● **Quoted text**:
How did Jose Mourinho end up being the loser of Chelsea and Manchester United's draw? Peter Berlin explains in his EPL notebook.
If there was one guaranteed loser as Chelsea hosted Manchester United on Sunday, it was José Mourinho.
If Chelsea continued its revival, that would only reinforce what a mess its former manager had made of the first half of the season. If Manchester United ended its recent bad run at Stamford Bridge and won, that would only strengthen Louis Van Gaal’s frail grip on the reins at Old Trafford.
The match ended 1-1, but was not an advert for Mourinho.
United played with the kind of brio its fans crave. It scored with a clever team goal finished with a flamboyant flourish by Jesse Lingard. A very United goal.
"We were superb until the last quarter," Van Gaal said after the game.
Chelsea, overwhelmed in the first half, fought back with a fire that had died under Mourinho. Diego Costa, revived under Guus Hiddink, leveled in added time with cool aplomb. Wayne Rooney and Costa both conjured excellent chances for winners in the dying seconds but could not quite take them.
“Not boring,” as Van Gaal said of United’s midweek victory over Stoke.
Van Gaal has been galled by the persistent stories that Mourinho is about to take his job. The BBC and the Manchester Evening News reported on Friday that Mourinho and United are holding negotiations. Before Sunday’s game, Van Gaal said the reports were lies.
“I cannot believe that,” he said “There has been such nonsense created about me.”
United is now in fifth place, 12 points behind leader Leicester City and looking at a third straight season without a top-three finish let alone a sniff of the title. A quick fix no doubt appeals.
Everything about Mourinho’s career suggests that if he wins, it is quickly. He is not a builder.
If he comes in, spends large amounts of cash, neglects the youth system, fails to win and alienates fans with his defense-first approach, United will be far worse off in two years than it is now.

● **Short problem**:
Using the article about the Chelsea–Manchester United draw, mark each statement yes or no and quote the words from the article that settle it. 1. Jesse Lingard finished United's goal. 2. Chelsea won the match. 3. United is in fourth place.

● **Items**:
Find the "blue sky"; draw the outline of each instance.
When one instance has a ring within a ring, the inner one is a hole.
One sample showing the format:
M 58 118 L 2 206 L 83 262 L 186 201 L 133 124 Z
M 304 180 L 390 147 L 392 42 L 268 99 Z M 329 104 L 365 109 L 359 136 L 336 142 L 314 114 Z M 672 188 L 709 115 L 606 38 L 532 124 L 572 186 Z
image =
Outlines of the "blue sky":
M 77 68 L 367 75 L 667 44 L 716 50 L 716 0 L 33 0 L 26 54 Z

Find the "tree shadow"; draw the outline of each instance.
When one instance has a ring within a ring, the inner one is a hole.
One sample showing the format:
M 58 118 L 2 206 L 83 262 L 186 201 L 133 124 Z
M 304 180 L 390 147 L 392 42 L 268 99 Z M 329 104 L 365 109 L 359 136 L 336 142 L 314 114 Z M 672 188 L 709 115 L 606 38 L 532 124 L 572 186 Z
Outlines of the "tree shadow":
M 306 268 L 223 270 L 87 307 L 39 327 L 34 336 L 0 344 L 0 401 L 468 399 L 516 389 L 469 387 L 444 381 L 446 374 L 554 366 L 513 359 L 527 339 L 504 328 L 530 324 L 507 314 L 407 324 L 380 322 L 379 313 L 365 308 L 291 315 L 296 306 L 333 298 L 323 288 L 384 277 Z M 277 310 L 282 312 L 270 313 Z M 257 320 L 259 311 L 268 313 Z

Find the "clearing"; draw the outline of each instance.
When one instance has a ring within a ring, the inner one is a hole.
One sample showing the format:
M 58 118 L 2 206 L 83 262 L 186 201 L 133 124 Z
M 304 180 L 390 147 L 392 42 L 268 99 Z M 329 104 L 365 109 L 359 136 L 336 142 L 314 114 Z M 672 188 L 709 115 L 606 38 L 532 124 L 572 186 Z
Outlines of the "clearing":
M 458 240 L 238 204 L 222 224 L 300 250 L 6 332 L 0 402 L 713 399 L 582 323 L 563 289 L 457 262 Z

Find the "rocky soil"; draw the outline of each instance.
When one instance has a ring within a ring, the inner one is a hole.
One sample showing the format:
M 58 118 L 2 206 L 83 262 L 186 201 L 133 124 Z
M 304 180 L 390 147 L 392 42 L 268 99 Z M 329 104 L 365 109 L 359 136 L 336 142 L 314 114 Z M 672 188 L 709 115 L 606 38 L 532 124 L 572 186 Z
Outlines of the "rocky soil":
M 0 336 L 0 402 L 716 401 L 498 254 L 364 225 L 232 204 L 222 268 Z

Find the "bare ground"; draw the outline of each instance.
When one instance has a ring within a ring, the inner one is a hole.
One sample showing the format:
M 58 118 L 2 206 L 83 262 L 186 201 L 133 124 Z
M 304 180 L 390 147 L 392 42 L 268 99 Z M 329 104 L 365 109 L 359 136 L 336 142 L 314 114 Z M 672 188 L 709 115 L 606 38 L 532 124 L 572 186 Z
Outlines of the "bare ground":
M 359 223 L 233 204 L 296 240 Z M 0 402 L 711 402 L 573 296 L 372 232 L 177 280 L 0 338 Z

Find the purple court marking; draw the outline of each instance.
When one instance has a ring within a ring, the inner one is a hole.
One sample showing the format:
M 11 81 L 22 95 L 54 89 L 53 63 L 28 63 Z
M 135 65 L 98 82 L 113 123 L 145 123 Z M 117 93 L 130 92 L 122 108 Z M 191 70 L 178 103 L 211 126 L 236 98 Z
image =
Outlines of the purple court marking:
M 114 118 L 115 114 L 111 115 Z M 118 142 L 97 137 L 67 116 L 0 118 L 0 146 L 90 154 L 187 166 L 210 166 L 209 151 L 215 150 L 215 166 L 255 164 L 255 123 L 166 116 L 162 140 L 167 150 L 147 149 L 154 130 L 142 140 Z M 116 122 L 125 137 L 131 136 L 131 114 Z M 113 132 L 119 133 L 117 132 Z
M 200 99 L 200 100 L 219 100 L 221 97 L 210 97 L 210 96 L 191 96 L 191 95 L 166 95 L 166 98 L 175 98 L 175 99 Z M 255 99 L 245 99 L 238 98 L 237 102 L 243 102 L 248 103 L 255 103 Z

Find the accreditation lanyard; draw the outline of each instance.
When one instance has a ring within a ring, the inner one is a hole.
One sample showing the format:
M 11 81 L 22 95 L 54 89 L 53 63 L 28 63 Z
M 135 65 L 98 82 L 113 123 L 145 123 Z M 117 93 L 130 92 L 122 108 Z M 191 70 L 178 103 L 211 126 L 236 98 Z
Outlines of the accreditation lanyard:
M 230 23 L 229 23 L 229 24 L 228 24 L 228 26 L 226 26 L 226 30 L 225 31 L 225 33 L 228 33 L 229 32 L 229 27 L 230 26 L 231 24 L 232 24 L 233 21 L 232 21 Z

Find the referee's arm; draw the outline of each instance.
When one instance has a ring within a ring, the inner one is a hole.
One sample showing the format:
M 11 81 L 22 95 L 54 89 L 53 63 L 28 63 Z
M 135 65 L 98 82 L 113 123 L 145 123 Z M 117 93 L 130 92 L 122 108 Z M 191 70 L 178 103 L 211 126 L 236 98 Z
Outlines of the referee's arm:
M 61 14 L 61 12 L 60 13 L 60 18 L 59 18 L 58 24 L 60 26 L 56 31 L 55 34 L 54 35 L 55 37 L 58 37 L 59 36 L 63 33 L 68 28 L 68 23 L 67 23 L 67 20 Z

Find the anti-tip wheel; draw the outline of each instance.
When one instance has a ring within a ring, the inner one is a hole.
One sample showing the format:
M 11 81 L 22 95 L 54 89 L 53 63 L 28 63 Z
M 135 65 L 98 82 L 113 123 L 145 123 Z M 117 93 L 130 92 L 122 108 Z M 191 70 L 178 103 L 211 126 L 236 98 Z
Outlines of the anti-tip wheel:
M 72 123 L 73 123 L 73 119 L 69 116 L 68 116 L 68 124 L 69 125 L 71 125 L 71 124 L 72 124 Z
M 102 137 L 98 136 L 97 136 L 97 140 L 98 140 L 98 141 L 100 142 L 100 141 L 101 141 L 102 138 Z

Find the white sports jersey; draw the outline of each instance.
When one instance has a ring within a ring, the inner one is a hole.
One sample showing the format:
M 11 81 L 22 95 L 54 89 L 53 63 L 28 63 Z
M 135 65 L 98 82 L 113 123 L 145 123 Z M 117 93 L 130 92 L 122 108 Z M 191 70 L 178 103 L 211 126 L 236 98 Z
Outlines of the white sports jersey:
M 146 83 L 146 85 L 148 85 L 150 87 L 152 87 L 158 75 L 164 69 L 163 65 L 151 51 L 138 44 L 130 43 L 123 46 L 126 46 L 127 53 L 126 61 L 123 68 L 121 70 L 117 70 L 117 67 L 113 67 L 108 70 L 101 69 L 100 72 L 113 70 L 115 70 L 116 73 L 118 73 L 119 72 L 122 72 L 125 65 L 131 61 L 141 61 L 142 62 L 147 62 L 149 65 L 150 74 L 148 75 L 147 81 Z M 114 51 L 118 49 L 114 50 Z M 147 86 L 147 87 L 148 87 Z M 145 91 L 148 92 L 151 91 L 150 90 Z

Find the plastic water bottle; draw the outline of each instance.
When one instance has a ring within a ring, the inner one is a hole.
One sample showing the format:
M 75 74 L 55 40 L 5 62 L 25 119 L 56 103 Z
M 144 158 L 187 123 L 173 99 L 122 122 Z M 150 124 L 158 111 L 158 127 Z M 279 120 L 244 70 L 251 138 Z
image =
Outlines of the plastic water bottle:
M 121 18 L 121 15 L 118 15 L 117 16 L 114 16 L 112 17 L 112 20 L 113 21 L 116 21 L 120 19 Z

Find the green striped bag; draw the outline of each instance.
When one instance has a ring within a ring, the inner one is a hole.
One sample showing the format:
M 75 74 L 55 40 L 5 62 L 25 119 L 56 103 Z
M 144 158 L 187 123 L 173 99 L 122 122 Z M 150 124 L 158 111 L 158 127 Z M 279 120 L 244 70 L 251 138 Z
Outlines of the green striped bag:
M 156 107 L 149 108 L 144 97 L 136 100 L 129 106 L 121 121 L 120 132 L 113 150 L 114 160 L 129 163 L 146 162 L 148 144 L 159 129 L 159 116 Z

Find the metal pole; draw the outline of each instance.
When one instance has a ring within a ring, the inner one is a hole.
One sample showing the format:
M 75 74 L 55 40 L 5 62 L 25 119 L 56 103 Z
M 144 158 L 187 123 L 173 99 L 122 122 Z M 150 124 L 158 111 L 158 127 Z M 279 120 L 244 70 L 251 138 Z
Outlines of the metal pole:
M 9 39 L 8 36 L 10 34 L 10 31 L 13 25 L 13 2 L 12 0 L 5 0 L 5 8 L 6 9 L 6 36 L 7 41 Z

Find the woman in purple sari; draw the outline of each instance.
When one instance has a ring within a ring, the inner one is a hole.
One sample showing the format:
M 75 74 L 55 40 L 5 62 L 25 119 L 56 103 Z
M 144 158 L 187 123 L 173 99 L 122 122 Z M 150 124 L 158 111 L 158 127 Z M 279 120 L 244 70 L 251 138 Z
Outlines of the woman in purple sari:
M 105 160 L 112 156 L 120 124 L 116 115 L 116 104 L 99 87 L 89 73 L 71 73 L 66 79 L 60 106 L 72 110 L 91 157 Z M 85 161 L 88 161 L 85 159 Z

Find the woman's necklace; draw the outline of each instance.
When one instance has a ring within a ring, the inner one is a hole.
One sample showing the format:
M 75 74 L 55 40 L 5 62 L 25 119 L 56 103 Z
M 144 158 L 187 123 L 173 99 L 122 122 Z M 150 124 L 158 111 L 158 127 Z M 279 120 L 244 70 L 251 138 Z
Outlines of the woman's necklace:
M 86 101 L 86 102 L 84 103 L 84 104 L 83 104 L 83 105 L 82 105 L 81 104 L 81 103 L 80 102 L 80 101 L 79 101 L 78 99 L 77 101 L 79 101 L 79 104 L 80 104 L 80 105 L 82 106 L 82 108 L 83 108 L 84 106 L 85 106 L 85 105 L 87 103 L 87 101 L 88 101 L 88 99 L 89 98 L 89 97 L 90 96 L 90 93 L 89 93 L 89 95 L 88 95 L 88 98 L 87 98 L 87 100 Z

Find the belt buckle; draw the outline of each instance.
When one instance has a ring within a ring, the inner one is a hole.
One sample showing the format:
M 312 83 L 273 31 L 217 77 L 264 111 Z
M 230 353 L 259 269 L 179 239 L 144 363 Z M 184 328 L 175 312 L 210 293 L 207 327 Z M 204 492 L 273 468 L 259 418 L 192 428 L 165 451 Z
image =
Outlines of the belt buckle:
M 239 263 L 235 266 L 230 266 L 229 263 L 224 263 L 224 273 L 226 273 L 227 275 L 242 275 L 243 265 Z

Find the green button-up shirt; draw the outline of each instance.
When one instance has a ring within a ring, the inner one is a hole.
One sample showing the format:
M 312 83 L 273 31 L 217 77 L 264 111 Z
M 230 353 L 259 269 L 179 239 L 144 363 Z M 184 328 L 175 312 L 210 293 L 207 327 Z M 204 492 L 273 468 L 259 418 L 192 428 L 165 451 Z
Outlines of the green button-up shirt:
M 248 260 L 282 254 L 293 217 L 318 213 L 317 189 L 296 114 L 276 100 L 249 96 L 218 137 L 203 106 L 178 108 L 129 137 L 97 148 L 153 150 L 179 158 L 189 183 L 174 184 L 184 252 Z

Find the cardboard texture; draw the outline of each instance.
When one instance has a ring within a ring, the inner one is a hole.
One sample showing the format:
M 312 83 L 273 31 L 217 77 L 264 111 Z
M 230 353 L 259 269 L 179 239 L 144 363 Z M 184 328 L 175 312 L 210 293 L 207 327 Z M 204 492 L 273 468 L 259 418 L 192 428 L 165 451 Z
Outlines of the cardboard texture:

● **Finished answer**:
1. Yes: "It scored with a clever team goal finished with a flamboyant flourish by Jesse Lingard."
2. No: "The match ended 1-1"
3. No: "United is now in fifth place, 12 points behind leader Leicester City"